EXERCISE INSTRUCTIONS: Would you please copy each line below that includes the string "mouth"?

╭──

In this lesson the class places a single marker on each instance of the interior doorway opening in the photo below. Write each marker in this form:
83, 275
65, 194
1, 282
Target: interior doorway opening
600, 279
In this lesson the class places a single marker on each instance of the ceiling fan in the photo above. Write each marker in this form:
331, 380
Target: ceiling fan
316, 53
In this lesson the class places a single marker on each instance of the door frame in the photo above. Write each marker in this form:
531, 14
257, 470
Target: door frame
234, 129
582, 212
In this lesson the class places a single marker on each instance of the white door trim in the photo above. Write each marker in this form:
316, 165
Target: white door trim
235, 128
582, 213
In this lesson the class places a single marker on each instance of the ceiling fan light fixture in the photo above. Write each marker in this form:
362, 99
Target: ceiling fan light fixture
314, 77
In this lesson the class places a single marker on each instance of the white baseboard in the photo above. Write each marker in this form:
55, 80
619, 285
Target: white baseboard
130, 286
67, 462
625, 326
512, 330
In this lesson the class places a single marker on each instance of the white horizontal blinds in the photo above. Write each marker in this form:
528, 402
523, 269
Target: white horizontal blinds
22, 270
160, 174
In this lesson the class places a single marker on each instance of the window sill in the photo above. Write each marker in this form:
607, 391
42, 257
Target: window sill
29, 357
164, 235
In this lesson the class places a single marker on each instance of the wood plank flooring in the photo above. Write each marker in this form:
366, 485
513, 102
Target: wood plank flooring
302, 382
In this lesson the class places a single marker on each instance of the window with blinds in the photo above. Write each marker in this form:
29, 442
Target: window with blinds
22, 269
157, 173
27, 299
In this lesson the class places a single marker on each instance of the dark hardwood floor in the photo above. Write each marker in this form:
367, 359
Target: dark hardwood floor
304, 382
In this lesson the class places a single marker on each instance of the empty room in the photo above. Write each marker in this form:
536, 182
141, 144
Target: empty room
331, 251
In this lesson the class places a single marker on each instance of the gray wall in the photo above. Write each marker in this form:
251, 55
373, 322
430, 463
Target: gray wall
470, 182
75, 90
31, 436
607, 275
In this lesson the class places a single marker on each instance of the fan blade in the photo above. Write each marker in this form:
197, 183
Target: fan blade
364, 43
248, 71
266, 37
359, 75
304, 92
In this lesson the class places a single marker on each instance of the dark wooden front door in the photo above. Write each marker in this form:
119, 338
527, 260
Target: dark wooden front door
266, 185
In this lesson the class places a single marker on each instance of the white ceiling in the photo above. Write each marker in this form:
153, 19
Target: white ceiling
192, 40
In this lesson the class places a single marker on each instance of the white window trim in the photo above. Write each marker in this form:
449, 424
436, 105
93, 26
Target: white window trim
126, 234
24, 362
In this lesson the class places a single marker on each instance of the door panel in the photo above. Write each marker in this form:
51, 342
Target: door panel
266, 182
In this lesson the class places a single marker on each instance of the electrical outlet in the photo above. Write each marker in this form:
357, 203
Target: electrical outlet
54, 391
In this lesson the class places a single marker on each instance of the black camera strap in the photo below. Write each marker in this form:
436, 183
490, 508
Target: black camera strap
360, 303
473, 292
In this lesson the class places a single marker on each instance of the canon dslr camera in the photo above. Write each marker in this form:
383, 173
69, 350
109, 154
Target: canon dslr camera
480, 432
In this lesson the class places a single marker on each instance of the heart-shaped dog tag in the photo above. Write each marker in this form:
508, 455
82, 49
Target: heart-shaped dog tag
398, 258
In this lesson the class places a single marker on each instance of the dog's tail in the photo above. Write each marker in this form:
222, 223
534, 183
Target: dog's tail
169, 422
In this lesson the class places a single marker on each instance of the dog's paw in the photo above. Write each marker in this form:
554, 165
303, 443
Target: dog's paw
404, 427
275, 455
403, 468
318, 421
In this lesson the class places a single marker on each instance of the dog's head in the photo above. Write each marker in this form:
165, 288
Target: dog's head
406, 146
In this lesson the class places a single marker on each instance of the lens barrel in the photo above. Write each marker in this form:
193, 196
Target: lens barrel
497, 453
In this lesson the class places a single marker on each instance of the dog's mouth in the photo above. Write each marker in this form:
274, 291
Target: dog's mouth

╰──

OUTPUT BELOW:
In this lesson the class places a single marker on each instance of the dog's mouth in the photo above. Write each marker in this form:
Target: dog's mouth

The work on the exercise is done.